TASK DETAILS: Could you set out the stretch of lines from the one containing "Task: the pointer indicates each instance of the nba" through the one containing "[[296, 193]]", both included, as a numbered list? Skip any blank lines and leave the pictures out.

WORKING DATA:
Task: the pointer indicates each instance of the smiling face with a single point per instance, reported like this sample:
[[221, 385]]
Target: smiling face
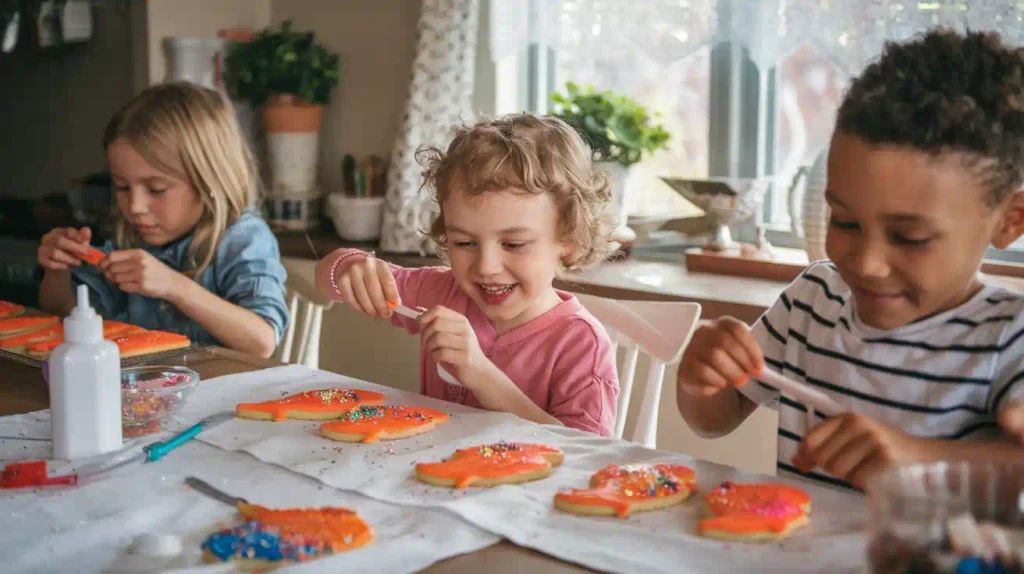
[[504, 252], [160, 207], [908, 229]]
* * *
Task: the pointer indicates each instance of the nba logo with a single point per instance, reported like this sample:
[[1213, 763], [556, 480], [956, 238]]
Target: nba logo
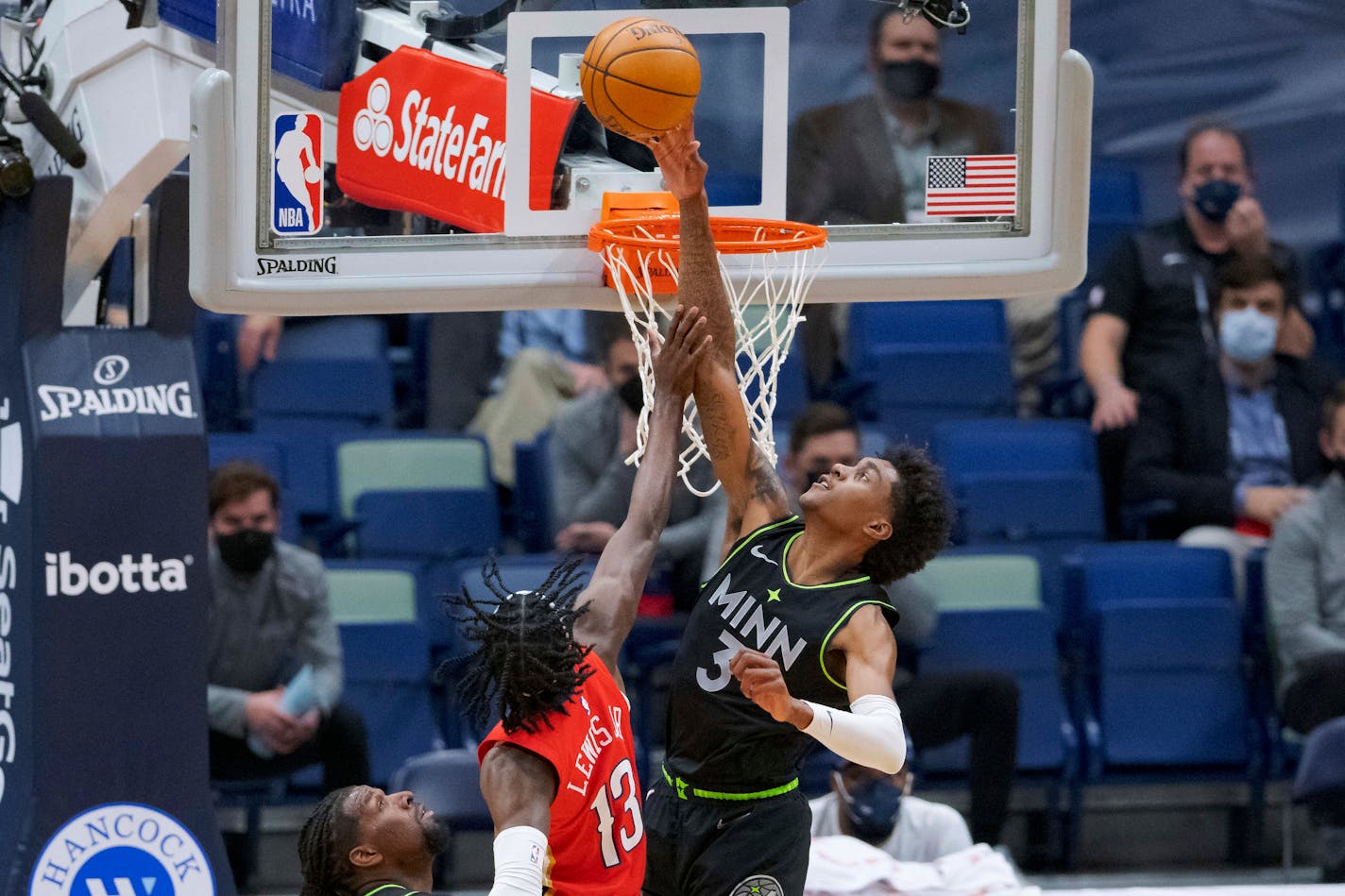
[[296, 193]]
--
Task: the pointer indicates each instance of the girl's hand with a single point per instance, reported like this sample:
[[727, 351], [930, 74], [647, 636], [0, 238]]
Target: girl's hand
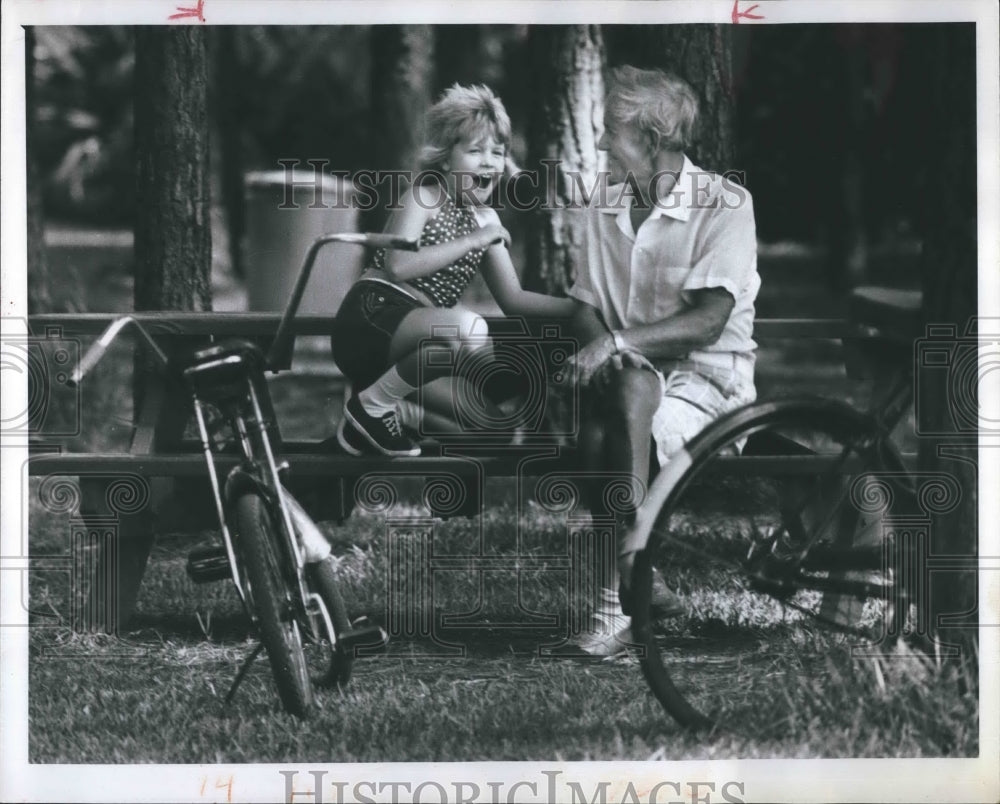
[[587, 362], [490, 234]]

SOLUTION TO THIS PROBLEM:
1. Task: the pointer indicates each instance of the nba logo with a single point per instance, reported like this sample:
2. [[1213, 763], [556, 480], [956, 238]]
3. Target: nba logo
4. [[296, 193]]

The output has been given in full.